Dataset items:
::::::::::
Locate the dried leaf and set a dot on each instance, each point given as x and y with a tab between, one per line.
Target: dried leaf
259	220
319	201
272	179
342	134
::::::::::
Aim of the exercise:
Nothing may be left out: return each entry exactly as it reads.

Task response:
Locate the dried leaf and set a dot on each instance, each point given as x and y with a tab between, one per line.
Target: dried leaf
259	220
319	201
272	179
342	134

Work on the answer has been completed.